Aim A:
Can you duplicate the k3s Jetson patch word for word, starting at "1. kube-router's network" and ending at "effective security posture."?
Aim B:
Could you write the next part of the k3s Jetson patch, picking up right after its last sentence?

Page:
= = = = =

From fbf22fb58ee2a03072e3a3d2afa8f6887c5a85a4 Mon Sep 17 00:00:00 2001
From: Evan Lezar <elezar@nvidia.com>
Date: Sun, 22 Mar 2026 16:14:40 +0100
Subject: [PATCH] fix(cluster): add Jetson Linux 5.15-tegra platform
 compatibility

Three issues prevent k3s from starting on kernels where the nf_tables
xt extension bridge (nft_compat) is unavailable:

1. kube-router's network policy controller uses the xt_comment iptables
   extension and panics on startup with "Extension comment revision 0
   not supported, missing kernel module?" Pass --disable-network-policy
   to k3s so the controller never runs. The NSSH1 HMAC handshake remains
   the primary sandbox SSH isolation boundary, so this does not weaken
   the effective security posture.

2. flannel and kube-proxy also fail to insert rules via the nf_tables
   iptables backend on the same kernels. Add an xt_comment probe at
   cluster-entrypoint startup; if the probe fails, switch to
   iptables-legacy via update-alternatives before any other netfilter
   work so that flannel, kube-proxy, and the DNS proxy all use a
   consistent backend.

= = = = =

Provided records:
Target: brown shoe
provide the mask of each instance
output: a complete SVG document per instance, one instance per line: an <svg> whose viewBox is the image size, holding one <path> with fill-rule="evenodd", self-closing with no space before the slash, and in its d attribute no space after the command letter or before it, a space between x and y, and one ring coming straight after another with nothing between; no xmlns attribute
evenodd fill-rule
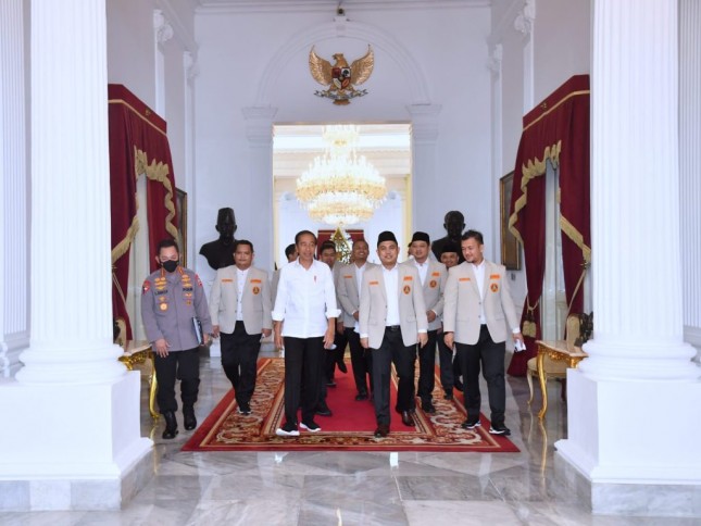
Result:
<svg viewBox="0 0 701 526"><path fill-rule="evenodd" d="M389 435L389 426L387 424L378 424L375 429L375 438L385 438Z"/></svg>
<svg viewBox="0 0 701 526"><path fill-rule="evenodd" d="M416 425L414 424L414 418L412 418L409 411L402 411L402 424L409 427L414 427Z"/></svg>

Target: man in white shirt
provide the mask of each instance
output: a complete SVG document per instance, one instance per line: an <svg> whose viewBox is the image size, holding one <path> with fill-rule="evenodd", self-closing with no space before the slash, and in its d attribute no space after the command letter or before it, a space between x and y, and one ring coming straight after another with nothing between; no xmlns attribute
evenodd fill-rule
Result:
<svg viewBox="0 0 701 526"><path fill-rule="evenodd" d="M465 385L467 419L464 429L480 425L479 370L487 380L492 435L510 435L504 425L506 388L504 356L506 323L512 337L523 343L518 318L511 292L506 268L484 258L485 245L477 230L462 237L465 262L448 273L443 305L446 346L458 349ZM504 323L505 320L505 323Z"/></svg>
<svg viewBox="0 0 701 526"><path fill-rule="evenodd" d="M443 314L443 290L448 271L446 271L446 265L429 258L430 238L425 231L414 233L409 250L413 259L402 265L413 265L418 271L428 318L428 343L418 349L418 389L416 392L421 398L421 408L424 413L434 414L436 413L433 403L436 385L436 338L440 328L440 316Z"/></svg>
<svg viewBox="0 0 701 526"><path fill-rule="evenodd" d="M316 236L302 230L295 236L295 245L299 258L280 268L273 309L275 347L285 349L285 424L276 430L280 437L299 436L300 398L299 427L312 433L322 429L314 422L314 410L324 352L334 345L336 318L340 314L331 271L314 260Z"/></svg>
<svg viewBox="0 0 701 526"><path fill-rule="evenodd" d="M261 335L273 330L267 273L252 266L253 243L234 243L234 265L216 271L210 297L214 336L222 338L222 368L231 381L238 412L251 413Z"/></svg>
<svg viewBox="0 0 701 526"><path fill-rule="evenodd" d="M343 330L351 352L353 379L355 380L355 389L358 389L355 401L360 402L367 400L368 393L373 391L373 353L361 347L358 328L360 291L365 271L377 265L367 263L370 248L364 239L358 239L353 242L351 255L353 262L350 265L342 266L340 270L336 296L342 309ZM368 380L370 391L367 389Z"/></svg>
<svg viewBox="0 0 701 526"><path fill-rule="evenodd" d="M399 388L396 410L402 423L413 427L416 342L426 345L426 308L416 267L398 265L399 246L391 231L377 238L380 266L368 268L360 295L360 342L373 353L373 385L377 438L389 434L389 384L395 363Z"/></svg>

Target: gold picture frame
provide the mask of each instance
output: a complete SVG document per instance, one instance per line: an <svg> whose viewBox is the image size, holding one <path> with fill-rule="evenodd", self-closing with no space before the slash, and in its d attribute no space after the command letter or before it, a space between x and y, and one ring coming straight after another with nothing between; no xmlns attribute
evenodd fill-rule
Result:
<svg viewBox="0 0 701 526"><path fill-rule="evenodd" d="M180 264L187 266L187 192L175 189L175 213L177 217L177 243L180 248Z"/></svg>
<svg viewBox="0 0 701 526"><path fill-rule="evenodd" d="M501 264L509 271L521 271L521 243L509 230L509 211L514 186L514 173L509 172L499 179L499 203L501 218Z"/></svg>

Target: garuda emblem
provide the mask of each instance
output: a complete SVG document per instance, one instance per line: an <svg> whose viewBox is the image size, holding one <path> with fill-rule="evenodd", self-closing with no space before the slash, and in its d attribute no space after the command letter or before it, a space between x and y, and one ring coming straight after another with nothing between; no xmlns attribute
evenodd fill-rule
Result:
<svg viewBox="0 0 701 526"><path fill-rule="evenodd" d="M322 59L314 52L314 47L309 52L309 71L314 79L322 86L327 86L324 90L316 90L317 97L326 97L334 101L334 104L349 104L351 99L367 95L366 89L358 90L360 86L367 80L373 73L375 65L375 55L373 49L367 46L367 53L362 59L353 61L348 65L343 53L334 55L336 63Z"/></svg>

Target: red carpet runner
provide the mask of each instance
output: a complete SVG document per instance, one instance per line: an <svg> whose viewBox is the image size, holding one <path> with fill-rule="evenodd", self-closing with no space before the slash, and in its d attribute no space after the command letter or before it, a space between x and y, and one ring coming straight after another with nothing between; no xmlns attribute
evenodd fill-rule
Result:
<svg viewBox="0 0 701 526"><path fill-rule="evenodd" d="M489 435L489 421L481 415L481 427L465 430L462 397L443 400L438 378L434 391L437 413L427 415L416 409L415 427L406 427L392 413L390 434L375 438L375 411L370 401L356 402L350 363L348 374L336 372L336 388L328 388L327 403L333 416L316 416L320 433L300 429L300 436L280 438L275 429L285 419L285 362L259 360L255 393L250 415L237 412L234 390L229 390L212 413L183 447L183 451L478 451L517 452L505 437ZM391 404L397 398L397 378L392 378Z"/></svg>

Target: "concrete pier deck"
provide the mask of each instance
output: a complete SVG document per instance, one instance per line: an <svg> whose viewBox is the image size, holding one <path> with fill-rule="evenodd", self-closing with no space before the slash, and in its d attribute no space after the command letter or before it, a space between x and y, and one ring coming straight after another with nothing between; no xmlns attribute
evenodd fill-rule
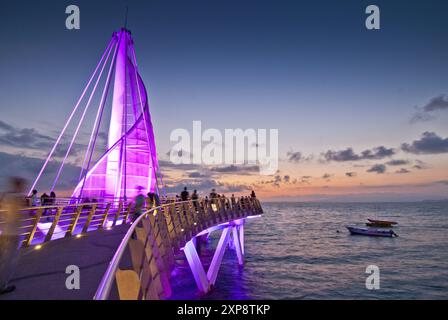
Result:
<svg viewBox="0 0 448 320"><path fill-rule="evenodd" d="M47 242L42 248L20 249L11 284L16 290L0 300L91 300L129 225ZM68 290L66 268L80 269L80 289Z"/></svg>

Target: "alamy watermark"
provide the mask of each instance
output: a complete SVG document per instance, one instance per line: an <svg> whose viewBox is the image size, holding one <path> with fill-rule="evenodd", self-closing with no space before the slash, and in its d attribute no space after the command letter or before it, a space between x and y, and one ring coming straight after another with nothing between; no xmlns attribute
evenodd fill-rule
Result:
<svg viewBox="0 0 448 320"><path fill-rule="evenodd" d="M76 265L70 265L65 268L65 273L69 276L65 279L65 287L67 290L81 289L81 271Z"/></svg>
<svg viewBox="0 0 448 320"><path fill-rule="evenodd" d="M186 129L171 132L170 161L173 164L257 165L262 175L278 170L278 129L206 129L193 121L192 134ZM269 136L269 137L268 137Z"/></svg>
<svg viewBox="0 0 448 320"><path fill-rule="evenodd" d="M79 30L81 28L81 11L79 7L72 4L65 8L65 13L69 16L65 19L65 27L68 30Z"/></svg>

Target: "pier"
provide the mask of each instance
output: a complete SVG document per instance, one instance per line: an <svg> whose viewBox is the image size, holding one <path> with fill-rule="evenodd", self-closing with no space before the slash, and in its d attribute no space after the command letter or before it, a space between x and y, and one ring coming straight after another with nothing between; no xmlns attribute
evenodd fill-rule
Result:
<svg viewBox="0 0 448 320"><path fill-rule="evenodd" d="M93 101L99 104L79 179L70 197L57 198L54 191ZM111 107L107 145L98 146L106 106ZM68 148L56 159L59 168L50 196L39 203L35 188L76 115L79 121ZM98 149L102 154L95 157ZM239 265L244 264L244 225L263 213L254 194L225 197L213 192L210 198L188 201L167 196L148 94L126 28L113 33L32 182L28 199L29 207L19 212L22 258L13 279L19 286L1 299L169 299L171 275L176 261L183 259L198 291L207 294L227 248L235 252ZM5 213L0 210L0 230ZM205 270L197 249L212 232L221 236ZM80 269L79 290L65 286L70 266Z"/></svg>
<svg viewBox="0 0 448 320"><path fill-rule="evenodd" d="M227 248L244 264L244 225L263 213L250 197L170 202L147 208L133 223L132 210L123 202L23 209L18 289L0 299L169 299L179 259L206 294ZM221 236L206 271L196 247L212 232ZM80 290L65 286L69 265L81 270Z"/></svg>

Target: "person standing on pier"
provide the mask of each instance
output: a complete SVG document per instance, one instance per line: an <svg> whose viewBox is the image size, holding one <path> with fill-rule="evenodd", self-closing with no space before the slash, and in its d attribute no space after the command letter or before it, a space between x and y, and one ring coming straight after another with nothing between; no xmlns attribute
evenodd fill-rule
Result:
<svg viewBox="0 0 448 320"><path fill-rule="evenodd" d="M187 187L184 188L184 191L180 193L181 201L188 201L188 198L190 198L190 193L187 191Z"/></svg>
<svg viewBox="0 0 448 320"><path fill-rule="evenodd" d="M194 209L196 210L196 212L198 212L198 200L199 200L198 190L193 191L193 194L191 195L191 200L193 200Z"/></svg>
<svg viewBox="0 0 448 320"><path fill-rule="evenodd" d="M14 291L16 288L14 285L10 285L9 281L19 259L19 211L25 206L23 196L25 180L14 177L10 179L9 183L10 191L3 200L6 223L0 234L0 295Z"/></svg>

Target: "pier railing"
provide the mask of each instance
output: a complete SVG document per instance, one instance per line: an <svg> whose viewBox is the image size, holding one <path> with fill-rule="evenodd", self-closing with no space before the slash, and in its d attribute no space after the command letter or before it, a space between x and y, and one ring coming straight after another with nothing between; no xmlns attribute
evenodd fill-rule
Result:
<svg viewBox="0 0 448 320"><path fill-rule="evenodd" d="M175 267L176 256L186 251L186 246L191 246L192 239L196 241L197 236L209 233L213 228L219 229L219 226L227 228L223 231L225 236L222 238L229 241L231 229L234 229L234 236L238 238L235 225L243 224L245 218L260 215L262 212L260 202L249 197L173 202L148 210L135 220L123 238L94 299L108 299L114 283L118 298L122 300L169 298L169 279ZM244 231L242 228L238 230L241 233ZM240 241L237 242L239 246ZM222 239L220 244L222 247ZM217 249L215 254L219 260L217 268L226 245L227 242L224 243L224 249ZM196 251L193 251L196 254ZM123 259L125 254L130 259ZM189 263L191 262L190 266L196 278L197 270L196 266L192 265L194 261L190 259L191 254L185 254ZM193 256L195 257L197 260L197 254ZM212 271L217 273L216 267ZM200 276L204 278L205 275ZM214 277L216 278L216 275ZM207 291L208 280L201 281L207 283L203 289Z"/></svg>
<svg viewBox="0 0 448 320"><path fill-rule="evenodd" d="M211 210L216 210L222 206L244 206L244 204L242 204L245 202L243 199L244 198L236 198L232 201L228 198L222 198L210 201L209 203L205 200L200 200L197 202L195 208L200 206L201 208L206 207ZM114 201L109 199L104 199L103 201L69 204L68 200L57 199L54 205L21 209L18 217L21 247L42 245L51 240L80 236L83 233L100 229L109 230L116 225L129 223L131 221L131 216L135 210L133 202L124 200ZM155 212L162 210L165 207L173 206L173 204L175 208L178 208L180 205L180 202L175 202L174 200L166 201L167 204L164 204L159 209L154 209ZM146 203L141 210L144 212L152 207L154 207L154 204L150 203L149 199L146 199ZM3 226L6 223L5 214L5 211L0 210L0 232L3 230ZM219 217L215 218L219 219ZM183 219L187 219L189 222L192 217L183 217ZM184 225L186 224L184 223ZM185 234L187 235L190 228L186 227L184 230L186 230Z"/></svg>
<svg viewBox="0 0 448 320"><path fill-rule="evenodd" d="M127 201L57 203L20 210L17 218L22 247L113 228L127 223L133 208L132 202ZM0 230L6 223L5 214L0 210Z"/></svg>

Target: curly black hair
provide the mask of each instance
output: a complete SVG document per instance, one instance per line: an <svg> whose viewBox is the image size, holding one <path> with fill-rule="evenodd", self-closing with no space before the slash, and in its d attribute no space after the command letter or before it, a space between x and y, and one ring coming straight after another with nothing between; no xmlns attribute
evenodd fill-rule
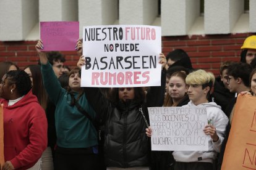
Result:
<svg viewBox="0 0 256 170"><path fill-rule="evenodd" d="M27 94L32 89L32 83L28 74L23 70L12 70L6 73L9 84L16 84L16 89L20 95Z"/></svg>

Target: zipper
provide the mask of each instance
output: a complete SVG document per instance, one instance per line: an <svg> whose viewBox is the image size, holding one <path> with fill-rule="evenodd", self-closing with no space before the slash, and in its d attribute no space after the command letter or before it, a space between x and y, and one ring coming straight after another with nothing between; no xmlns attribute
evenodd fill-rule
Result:
<svg viewBox="0 0 256 170"><path fill-rule="evenodd" d="M124 133L123 133L123 144L122 144L122 150L123 150L123 156L124 156L124 168L127 168L127 156L126 156L126 131L127 131L127 115L128 115L128 110L127 108L124 112Z"/></svg>

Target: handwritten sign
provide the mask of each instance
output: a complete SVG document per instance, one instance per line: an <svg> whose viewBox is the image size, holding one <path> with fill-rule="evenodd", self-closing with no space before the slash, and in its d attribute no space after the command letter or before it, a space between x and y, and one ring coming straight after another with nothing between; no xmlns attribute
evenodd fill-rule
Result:
<svg viewBox="0 0 256 170"><path fill-rule="evenodd" d="M86 64L82 68L81 86L161 85L161 27L84 26L83 40Z"/></svg>
<svg viewBox="0 0 256 170"><path fill-rule="evenodd" d="M256 169L256 97L239 95L221 169Z"/></svg>
<svg viewBox="0 0 256 170"><path fill-rule="evenodd" d="M208 150L204 107L150 107L152 150L203 151Z"/></svg>
<svg viewBox="0 0 256 170"><path fill-rule="evenodd" d="M78 22L40 22L44 51L75 51L79 38Z"/></svg>

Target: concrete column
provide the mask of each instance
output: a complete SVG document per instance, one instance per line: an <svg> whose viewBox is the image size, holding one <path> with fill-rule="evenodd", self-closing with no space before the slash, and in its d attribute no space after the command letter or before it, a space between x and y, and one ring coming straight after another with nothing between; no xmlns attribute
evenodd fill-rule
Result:
<svg viewBox="0 0 256 170"><path fill-rule="evenodd" d="M162 35L186 35L200 15L199 0L162 0Z"/></svg>
<svg viewBox="0 0 256 170"><path fill-rule="evenodd" d="M205 33L230 33L243 11L244 0L205 0Z"/></svg>
<svg viewBox="0 0 256 170"><path fill-rule="evenodd" d="M151 25L157 15L157 0L119 0L121 25Z"/></svg>
<svg viewBox="0 0 256 170"><path fill-rule="evenodd" d="M249 9L249 30L250 32L256 32L256 1L250 1Z"/></svg>
<svg viewBox="0 0 256 170"><path fill-rule="evenodd" d="M38 22L38 1L1 0L0 16L0 41L23 40Z"/></svg>

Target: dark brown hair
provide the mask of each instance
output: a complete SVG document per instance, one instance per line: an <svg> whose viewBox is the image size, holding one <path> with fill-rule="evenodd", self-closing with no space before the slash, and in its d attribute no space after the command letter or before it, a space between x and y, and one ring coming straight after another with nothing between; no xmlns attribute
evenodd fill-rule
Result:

= = = = =

Exercise result A:
1. kube-router's network policy controller uses the xt_comment iptables
   extension and panics on startup with "Extension comment revision 0
   not supported, missing kernel module?" Pass --disable-network-policy
   to k3s so the controller never runs. The NSSH1 HMAC handshake remains
   the primary sandbox SSH isolation boundary, so this does not weaken
   the effective security posture.

Exercise result B:
3. The br_netfilter kernel module must be loaded on the host for
   iptables rules to apply to pod bridge traffic. Without it, ClusterIP
   DNAT (including kube-dns at 10.43.0.10) is never applied to pod
   packets, causing silent DNS timeouts deep in the health-check loop.
   Add an early check that fails fast with an actionable error message
   if the module is not present, instructing the user to run
   `sudo modprobe br_netfilter` on the host.

Signed-off-by: Evan Lezar <elezar@nvidia.com>
---
 .../skills/debug-openshell-cluster/SKILL.md   |  2 +
 .../src/sandbox/linux/netns.rs                | 99 +++++++++++++++++--
 deploy/docker/cluster-entrypoint.sh           | 70 ++++++++++++-
 3 files changed, 159 insertions(+), 12 deletions(-)

diff --git a/.agents/skills/debug-openshell-cluster/SKILL.md b/.agents/skills/debug-openshell-cluster/SKILL.md
index 4d0e4659..5af8895c 100644
--- a/.agents/skills/debug-openshell-cluster/SKILL.md
+++ b/.agents/skills/debug-openshell-cluster/SKILL.md
@@ -104,6 +104,7 @@ Look for:
 - k3s startup errors (certificate issues, port binding failures)
 - Manifest copy errors from `/opt/openshell/manifests/`
 - `iptables` or `cgroup` errors (privilege/capability issues)
+- `Warning: br_netfilter does not appear to be loaded` — this is advisory only; many kernels work without the explicit module. Only act on it if you also see DNS failures or pod-to-service connectivity problems (see Common Failure Patterns).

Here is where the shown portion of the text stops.